[START OF Data records]
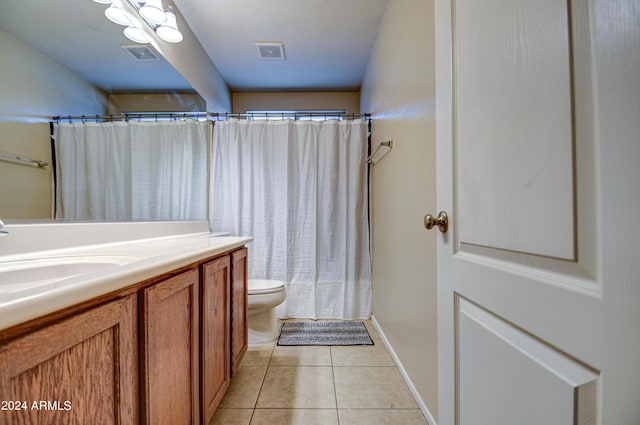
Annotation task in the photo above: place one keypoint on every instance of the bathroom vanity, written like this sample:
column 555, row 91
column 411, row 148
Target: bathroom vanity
column 153, row 341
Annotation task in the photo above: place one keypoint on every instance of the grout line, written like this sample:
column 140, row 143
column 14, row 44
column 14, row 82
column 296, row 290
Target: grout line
column 335, row 391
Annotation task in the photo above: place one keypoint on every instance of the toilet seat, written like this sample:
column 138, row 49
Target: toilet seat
column 263, row 286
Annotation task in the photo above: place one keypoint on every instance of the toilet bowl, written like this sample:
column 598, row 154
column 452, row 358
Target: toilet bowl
column 264, row 297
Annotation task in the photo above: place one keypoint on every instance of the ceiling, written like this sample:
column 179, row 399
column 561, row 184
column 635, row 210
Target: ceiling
column 327, row 43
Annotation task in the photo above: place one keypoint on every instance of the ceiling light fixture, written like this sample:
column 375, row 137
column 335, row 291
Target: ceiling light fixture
column 136, row 34
column 163, row 22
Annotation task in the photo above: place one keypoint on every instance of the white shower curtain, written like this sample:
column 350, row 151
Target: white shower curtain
column 299, row 188
column 131, row 171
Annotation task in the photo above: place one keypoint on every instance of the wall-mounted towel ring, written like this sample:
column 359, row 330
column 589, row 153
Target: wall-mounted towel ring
column 387, row 144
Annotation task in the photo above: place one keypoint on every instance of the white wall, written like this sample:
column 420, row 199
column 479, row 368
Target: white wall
column 34, row 87
column 269, row 101
column 399, row 90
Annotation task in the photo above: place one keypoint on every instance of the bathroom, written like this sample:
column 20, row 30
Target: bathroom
column 398, row 87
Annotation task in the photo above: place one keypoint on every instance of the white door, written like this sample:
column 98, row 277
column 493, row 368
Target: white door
column 538, row 156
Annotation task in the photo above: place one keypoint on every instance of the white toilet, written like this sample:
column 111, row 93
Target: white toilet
column 264, row 297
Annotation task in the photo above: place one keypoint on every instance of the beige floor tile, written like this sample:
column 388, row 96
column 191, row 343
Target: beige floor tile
column 372, row 387
column 361, row 355
column 295, row 417
column 245, row 387
column 301, row 356
column 381, row 417
column 258, row 354
column 298, row 387
column 232, row 417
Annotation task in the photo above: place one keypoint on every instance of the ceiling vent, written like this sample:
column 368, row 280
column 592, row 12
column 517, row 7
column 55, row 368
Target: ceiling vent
column 142, row 52
column 270, row 50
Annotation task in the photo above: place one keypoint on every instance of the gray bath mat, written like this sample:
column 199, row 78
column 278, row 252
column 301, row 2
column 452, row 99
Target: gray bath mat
column 324, row 333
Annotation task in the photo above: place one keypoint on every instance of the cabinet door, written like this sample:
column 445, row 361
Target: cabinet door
column 78, row 371
column 239, row 295
column 215, row 334
column 170, row 351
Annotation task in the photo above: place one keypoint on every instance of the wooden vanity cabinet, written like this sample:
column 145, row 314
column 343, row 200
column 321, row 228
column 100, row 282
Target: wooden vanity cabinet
column 239, row 300
column 161, row 352
column 215, row 338
column 169, row 350
column 79, row 370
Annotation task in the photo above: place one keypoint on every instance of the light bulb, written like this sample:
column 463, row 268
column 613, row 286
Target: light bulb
column 117, row 16
column 169, row 30
column 153, row 12
column 135, row 34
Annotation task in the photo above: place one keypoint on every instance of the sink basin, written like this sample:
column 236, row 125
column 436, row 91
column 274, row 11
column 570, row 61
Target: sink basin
column 44, row 270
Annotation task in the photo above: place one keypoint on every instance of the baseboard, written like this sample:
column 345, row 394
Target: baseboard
column 421, row 404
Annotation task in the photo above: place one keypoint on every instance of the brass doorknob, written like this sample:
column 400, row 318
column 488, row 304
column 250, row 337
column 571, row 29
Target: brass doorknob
column 442, row 221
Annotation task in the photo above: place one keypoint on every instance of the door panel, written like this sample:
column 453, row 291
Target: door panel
column 507, row 376
column 537, row 143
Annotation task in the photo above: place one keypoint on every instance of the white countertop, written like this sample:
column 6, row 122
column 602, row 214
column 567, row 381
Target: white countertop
column 153, row 257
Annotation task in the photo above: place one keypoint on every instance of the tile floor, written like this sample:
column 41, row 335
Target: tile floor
column 354, row 385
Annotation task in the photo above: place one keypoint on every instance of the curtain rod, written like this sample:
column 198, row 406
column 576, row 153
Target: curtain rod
column 214, row 116
column 294, row 115
column 23, row 159
column 132, row 116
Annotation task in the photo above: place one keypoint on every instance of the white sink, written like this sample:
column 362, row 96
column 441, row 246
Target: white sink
column 50, row 269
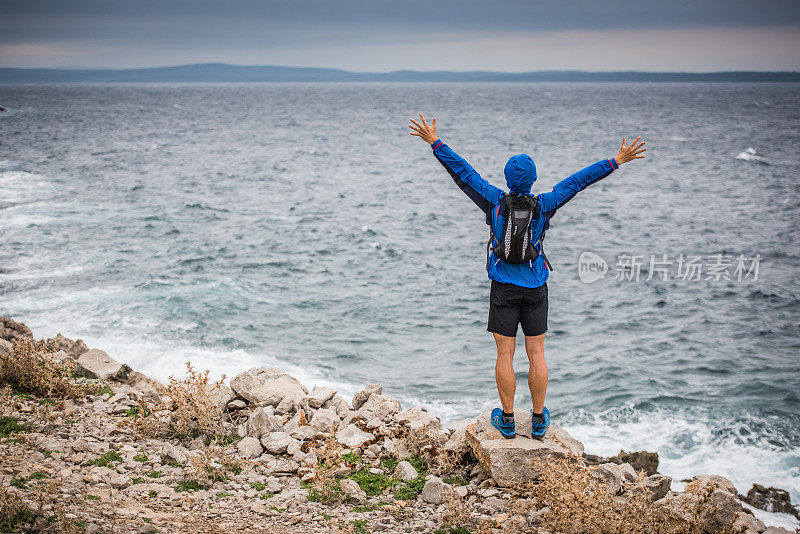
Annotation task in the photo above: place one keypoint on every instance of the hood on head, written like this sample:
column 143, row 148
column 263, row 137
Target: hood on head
column 520, row 174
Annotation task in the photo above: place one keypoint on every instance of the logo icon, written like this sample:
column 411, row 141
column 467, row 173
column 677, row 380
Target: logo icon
column 591, row 267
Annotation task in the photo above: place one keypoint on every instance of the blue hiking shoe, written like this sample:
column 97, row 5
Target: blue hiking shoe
column 506, row 430
column 539, row 426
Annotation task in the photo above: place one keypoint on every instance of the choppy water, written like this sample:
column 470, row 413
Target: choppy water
column 300, row 226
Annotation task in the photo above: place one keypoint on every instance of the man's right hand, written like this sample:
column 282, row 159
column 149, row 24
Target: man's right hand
column 630, row 152
column 425, row 131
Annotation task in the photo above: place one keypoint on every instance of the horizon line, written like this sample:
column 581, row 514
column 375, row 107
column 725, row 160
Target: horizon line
column 404, row 70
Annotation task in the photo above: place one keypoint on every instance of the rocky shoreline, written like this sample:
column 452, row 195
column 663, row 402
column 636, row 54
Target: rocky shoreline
column 90, row 445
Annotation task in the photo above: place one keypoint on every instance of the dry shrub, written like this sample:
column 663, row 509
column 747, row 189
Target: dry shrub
column 29, row 368
column 47, row 516
column 326, row 488
column 438, row 460
column 215, row 464
column 578, row 503
column 189, row 410
column 456, row 512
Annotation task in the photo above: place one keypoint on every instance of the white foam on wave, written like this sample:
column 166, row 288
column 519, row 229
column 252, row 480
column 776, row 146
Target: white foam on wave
column 688, row 447
column 160, row 360
column 774, row 519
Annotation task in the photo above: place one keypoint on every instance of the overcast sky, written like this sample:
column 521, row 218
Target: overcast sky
column 376, row 35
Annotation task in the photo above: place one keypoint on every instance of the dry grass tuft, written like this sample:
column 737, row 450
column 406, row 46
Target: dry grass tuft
column 573, row 501
column 46, row 516
column 188, row 410
column 576, row 502
column 29, row 369
column 326, row 487
column 215, row 464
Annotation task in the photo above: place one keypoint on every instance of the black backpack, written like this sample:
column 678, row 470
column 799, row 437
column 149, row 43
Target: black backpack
column 515, row 247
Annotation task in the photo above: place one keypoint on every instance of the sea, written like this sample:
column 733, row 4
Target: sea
column 301, row 226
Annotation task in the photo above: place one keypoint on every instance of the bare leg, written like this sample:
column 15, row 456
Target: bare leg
column 504, row 371
column 537, row 372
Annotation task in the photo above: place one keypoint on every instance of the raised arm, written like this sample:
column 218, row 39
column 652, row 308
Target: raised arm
column 481, row 192
column 567, row 188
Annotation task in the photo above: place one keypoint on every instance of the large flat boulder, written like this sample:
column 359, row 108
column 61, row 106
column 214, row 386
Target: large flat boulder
column 514, row 461
column 72, row 348
column 711, row 498
column 267, row 387
column 361, row 397
column 96, row 363
column 378, row 406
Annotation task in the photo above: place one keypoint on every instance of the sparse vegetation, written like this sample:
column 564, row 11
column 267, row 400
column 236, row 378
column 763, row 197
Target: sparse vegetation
column 10, row 425
column 409, row 490
column 191, row 411
column 369, row 507
column 190, row 484
column 28, row 369
column 107, row 458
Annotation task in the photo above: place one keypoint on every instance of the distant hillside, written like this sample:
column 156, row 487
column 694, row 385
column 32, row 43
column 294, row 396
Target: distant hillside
column 220, row 72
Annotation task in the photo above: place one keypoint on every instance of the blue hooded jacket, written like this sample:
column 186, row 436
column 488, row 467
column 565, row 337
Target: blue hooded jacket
column 520, row 172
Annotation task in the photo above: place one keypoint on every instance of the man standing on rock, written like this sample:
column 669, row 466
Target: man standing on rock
column 516, row 263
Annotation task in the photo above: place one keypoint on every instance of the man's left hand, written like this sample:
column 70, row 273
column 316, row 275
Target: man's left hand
column 425, row 131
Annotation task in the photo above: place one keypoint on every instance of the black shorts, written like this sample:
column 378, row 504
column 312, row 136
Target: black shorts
column 510, row 305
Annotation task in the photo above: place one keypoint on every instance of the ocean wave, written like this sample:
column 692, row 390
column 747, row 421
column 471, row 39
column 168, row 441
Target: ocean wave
column 743, row 449
column 749, row 154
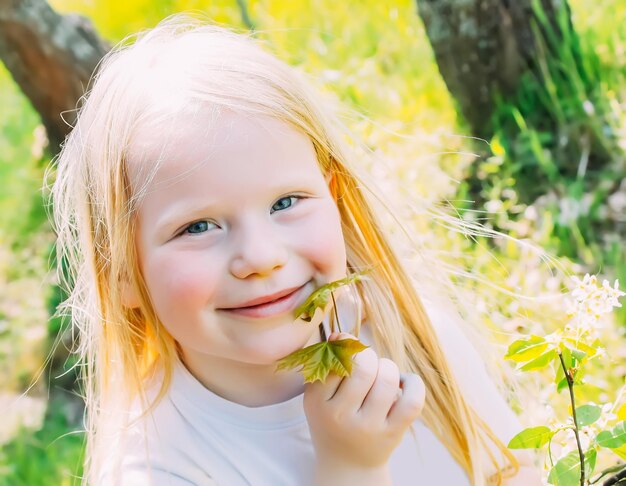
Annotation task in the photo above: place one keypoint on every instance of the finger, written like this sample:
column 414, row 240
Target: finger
column 353, row 389
column 410, row 404
column 383, row 393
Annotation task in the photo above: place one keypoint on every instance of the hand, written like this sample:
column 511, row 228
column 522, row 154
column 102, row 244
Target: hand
column 357, row 422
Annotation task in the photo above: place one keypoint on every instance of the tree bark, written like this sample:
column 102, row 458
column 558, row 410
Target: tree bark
column 482, row 48
column 51, row 57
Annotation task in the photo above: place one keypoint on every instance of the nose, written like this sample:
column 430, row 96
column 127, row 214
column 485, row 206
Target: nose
column 258, row 250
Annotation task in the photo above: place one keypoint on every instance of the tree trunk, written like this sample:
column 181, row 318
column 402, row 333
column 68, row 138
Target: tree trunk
column 51, row 57
column 482, row 48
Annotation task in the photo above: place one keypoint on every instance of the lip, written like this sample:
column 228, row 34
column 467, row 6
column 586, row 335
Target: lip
column 270, row 305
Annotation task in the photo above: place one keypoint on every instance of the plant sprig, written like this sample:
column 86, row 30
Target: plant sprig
column 317, row 361
column 569, row 350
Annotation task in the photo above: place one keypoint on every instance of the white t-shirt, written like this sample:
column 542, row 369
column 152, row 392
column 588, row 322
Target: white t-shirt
column 196, row 437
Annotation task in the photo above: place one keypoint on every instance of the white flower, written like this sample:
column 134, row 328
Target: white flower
column 591, row 302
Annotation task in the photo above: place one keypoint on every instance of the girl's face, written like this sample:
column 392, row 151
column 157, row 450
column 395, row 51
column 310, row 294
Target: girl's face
column 238, row 212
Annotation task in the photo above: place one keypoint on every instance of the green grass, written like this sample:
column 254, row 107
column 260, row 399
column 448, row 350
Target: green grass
column 50, row 456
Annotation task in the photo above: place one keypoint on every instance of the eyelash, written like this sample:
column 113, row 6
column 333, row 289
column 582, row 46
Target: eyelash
column 290, row 196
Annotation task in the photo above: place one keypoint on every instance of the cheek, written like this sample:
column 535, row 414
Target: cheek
column 178, row 284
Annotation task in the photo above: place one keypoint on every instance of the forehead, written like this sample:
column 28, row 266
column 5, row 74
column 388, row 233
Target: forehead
column 224, row 148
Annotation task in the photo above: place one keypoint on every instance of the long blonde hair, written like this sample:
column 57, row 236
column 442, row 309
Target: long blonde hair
column 181, row 63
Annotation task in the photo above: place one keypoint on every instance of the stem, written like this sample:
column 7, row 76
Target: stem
column 617, row 479
column 332, row 295
column 570, row 386
column 322, row 332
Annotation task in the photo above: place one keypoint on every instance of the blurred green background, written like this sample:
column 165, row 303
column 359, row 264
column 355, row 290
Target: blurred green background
column 527, row 180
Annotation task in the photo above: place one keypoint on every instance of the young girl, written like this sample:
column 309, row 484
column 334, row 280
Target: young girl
column 203, row 194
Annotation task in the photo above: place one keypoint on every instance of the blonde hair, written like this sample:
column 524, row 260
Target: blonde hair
column 181, row 63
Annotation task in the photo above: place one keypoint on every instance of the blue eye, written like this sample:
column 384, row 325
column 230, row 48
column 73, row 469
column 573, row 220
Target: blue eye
column 284, row 203
column 198, row 227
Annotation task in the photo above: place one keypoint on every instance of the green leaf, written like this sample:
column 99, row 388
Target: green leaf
column 612, row 439
column 318, row 360
column 321, row 297
column 566, row 472
column 540, row 362
column 527, row 349
column 531, row 438
column 579, row 349
column 587, row 414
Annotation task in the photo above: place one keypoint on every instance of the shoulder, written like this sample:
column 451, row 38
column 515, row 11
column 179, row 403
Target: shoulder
column 152, row 449
column 470, row 370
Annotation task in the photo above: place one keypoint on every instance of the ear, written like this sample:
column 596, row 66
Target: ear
column 130, row 296
column 330, row 181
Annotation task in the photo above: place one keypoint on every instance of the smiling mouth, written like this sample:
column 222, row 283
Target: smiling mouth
column 279, row 306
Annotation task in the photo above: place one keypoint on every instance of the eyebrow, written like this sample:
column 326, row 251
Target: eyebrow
column 177, row 214
column 172, row 216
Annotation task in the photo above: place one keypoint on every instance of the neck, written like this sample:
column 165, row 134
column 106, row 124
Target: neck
column 247, row 384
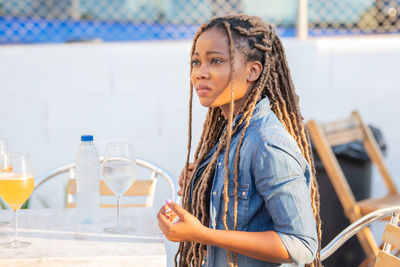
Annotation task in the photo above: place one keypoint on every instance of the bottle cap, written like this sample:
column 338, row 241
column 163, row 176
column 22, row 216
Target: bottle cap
column 86, row 138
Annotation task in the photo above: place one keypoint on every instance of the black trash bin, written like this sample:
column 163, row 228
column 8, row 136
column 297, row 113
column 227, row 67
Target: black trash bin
column 356, row 166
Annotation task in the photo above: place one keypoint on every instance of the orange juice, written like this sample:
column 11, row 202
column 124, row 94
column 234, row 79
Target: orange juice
column 14, row 189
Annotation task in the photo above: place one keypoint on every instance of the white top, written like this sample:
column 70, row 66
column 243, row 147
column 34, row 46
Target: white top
column 56, row 240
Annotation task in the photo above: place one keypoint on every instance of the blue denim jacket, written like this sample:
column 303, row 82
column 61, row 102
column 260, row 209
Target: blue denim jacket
column 273, row 194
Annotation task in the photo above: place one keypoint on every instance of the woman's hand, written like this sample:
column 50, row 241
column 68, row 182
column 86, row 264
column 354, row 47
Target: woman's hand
column 178, row 225
column 190, row 169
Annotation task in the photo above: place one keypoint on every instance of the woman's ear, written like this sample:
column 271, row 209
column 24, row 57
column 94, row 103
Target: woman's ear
column 255, row 69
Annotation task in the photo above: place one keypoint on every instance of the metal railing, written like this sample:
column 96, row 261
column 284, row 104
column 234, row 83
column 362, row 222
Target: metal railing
column 36, row 21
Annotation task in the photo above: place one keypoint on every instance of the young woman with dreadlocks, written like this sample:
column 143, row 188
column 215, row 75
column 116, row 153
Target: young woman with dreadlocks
column 250, row 197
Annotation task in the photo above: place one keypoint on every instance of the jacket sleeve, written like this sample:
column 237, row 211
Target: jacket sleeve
column 282, row 178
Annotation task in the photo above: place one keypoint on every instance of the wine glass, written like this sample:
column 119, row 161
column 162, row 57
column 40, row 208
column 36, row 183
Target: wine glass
column 15, row 188
column 5, row 165
column 119, row 172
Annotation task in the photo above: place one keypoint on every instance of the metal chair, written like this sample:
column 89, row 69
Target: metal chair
column 390, row 237
column 326, row 135
column 145, row 188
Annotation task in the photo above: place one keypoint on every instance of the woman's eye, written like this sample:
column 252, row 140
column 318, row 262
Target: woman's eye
column 195, row 62
column 216, row 60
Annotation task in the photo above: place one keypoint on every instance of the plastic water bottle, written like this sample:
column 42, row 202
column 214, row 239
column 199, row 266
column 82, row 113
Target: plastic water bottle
column 87, row 169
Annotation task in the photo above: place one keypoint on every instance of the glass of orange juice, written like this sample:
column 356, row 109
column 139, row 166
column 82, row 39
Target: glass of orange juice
column 15, row 188
column 5, row 166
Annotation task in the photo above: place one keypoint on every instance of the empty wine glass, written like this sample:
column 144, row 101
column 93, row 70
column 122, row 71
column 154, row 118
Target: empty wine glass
column 15, row 188
column 119, row 173
column 5, row 165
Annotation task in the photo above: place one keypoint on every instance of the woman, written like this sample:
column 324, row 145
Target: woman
column 246, row 197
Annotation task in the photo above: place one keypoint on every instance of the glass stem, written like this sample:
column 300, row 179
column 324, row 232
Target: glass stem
column 118, row 208
column 15, row 225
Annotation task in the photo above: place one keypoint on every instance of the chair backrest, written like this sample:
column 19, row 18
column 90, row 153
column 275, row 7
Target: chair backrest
column 145, row 188
column 391, row 238
column 326, row 135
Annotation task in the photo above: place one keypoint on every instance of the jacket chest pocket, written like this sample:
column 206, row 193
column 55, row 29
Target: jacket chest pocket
column 242, row 206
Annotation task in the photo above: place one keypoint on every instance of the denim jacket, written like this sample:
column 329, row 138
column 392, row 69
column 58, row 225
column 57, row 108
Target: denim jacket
column 273, row 193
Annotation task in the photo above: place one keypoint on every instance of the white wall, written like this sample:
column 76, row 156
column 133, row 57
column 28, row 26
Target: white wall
column 51, row 94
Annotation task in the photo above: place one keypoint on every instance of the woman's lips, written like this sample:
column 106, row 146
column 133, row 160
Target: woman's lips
column 202, row 90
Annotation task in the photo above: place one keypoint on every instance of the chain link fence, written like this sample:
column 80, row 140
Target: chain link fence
column 38, row 21
column 327, row 17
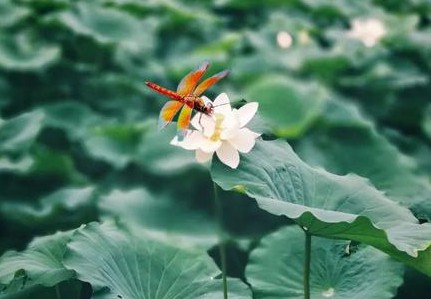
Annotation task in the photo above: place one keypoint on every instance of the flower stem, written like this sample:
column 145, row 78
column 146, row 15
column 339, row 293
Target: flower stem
column 307, row 264
column 57, row 291
column 222, row 247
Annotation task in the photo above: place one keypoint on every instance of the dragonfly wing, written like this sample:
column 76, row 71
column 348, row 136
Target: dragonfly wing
column 207, row 83
column 168, row 112
column 188, row 83
column 184, row 121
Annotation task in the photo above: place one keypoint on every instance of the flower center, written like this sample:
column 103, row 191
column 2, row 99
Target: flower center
column 218, row 127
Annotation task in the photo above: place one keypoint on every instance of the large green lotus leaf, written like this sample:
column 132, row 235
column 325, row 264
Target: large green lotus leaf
column 342, row 147
column 49, row 162
column 328, row 205
column 276, row 268
column 64, row 207
column 73, row 117
column 18, row 134
column 68, row 289
column 22, row 52
column 116, row 144
column 105, row 25
column 106, row 256
column 21, row 165
column 160, row 157
column 40, row 263
column 161, row 218
column 288, row 106
column 11, row 13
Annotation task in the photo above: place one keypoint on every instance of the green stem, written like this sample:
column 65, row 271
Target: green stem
column 307, row 262
column 57, row 291
column 221, row 247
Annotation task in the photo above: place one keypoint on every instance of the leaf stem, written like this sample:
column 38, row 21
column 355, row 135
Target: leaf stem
column 307, row 264
column 57, row 291
column 221, row 247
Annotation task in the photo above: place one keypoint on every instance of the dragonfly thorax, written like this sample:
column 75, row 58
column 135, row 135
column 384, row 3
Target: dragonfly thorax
column 200, row 105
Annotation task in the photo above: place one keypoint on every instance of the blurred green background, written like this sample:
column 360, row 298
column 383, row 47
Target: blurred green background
column 347, row 83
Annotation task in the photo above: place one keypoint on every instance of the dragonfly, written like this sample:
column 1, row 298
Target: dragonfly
column 187, row 98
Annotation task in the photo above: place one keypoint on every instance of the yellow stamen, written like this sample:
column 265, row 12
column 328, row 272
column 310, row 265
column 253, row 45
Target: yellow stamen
column 218, row 128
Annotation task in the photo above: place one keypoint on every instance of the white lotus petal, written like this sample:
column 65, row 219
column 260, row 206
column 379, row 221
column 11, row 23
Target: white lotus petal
column 202, row 156
column 208, row 145
column 247, row 112
column 205, row 123
column 228, row 155
column 222, row 104
column 230, row 126
column 244, row 140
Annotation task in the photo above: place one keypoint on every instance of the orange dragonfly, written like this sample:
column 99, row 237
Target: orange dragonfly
column 187, row 97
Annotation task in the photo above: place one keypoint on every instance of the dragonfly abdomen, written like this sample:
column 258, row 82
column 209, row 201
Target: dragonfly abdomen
column 173, row 95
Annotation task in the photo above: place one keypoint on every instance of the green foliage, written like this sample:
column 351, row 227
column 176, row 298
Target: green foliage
column 134, row 268
column 338, row 270
column 79, row 144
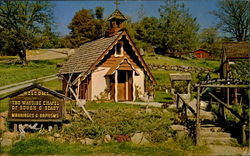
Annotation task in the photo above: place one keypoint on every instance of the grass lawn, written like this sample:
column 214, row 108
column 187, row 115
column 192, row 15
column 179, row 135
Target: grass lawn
column 44, row 147
column 13, row 73
column 112, row 118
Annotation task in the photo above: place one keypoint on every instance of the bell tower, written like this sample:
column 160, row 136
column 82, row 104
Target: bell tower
column 116, row 20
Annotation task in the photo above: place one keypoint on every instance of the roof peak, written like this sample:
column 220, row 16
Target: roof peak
column 117, row 15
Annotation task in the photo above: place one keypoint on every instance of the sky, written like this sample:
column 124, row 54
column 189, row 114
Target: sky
column 64, row 11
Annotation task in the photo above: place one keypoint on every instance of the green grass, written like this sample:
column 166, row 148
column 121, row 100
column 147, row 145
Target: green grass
column 161, row 60
column 53, row 84
column 109, row 105
column 13, row 73
column 38, row 146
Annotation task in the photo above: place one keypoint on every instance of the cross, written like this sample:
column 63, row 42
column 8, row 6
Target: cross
column 116, row 4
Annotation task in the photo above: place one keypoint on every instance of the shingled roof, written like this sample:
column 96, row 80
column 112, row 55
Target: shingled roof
column 86, row 55
column 236, row 49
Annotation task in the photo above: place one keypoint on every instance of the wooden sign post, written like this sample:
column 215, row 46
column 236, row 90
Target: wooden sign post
column 36, row 104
[END OF Data records]
## What you will do
Convert the records into a numbered list, beginning at the start of the records and ending with the line that contains "column 387, row 144", both ends included. Omit blank lines and the pictures.

## Full answer
1. Annotation task in the photo above: place one keypoint on every instance of the bathroom vanity, written like this sample:
2. column 555, row 91
3. column 411, row 148
4. Target: bathroom vanity
5. column 153, row 341
6. Annotation task in the photo above: place one keypoint on every instance of the grout line, written like this sample:
7. column 140, row 143
8. column 14, row 44
9. column 14, row 82
10. column 296, row 290
11. Target: grout line
12. column 335, row 391
13. Annotation task in the photo above: place one keypoint on every instance of the toilet seat, written like this sample:
14. column 138, row 49
15. Target: toilet seat
16. column 263, row 286
17. Annotation task in the photo above: place one keypoint on every instance of the toilet bowl, written like this sample:
18. column 598, row 154
19. column 452, row 358
20. Target: toilet bowl
21. column 264, row 297
22. Annotation task in the photo above: place one keypoint on every instance of the ceiling, written like this sample:
23. column 179, row 399
24. column 561, row 184
25. column 635, row 210
26. Target: ceiling
27. column 327, row 43
28. Annotation task in the photo above: place one keypoint on every instance of the ceiling light fixture, written like this sample:
29. column 375, row 137
30. column 335, row 291
31. Target: ceiling light fixture
32. column 136, row 34
33. column 163, row 22
34. Annotation task in the photo above: place one keypoint on every instance of the white shower curtain, written like this sample:
35. column 350, row 151
36. Target: white shower curtain
37. column 299, row 188
38. column 131, row 171
39. Annotation task in the photo above: place one keypoint on every instance of the wall-mounted towel ring, written like this sample:
40. column 359, row 330
41. column 589, row 153
42. Target: wall-mounted towel ring
43. column 387, row 144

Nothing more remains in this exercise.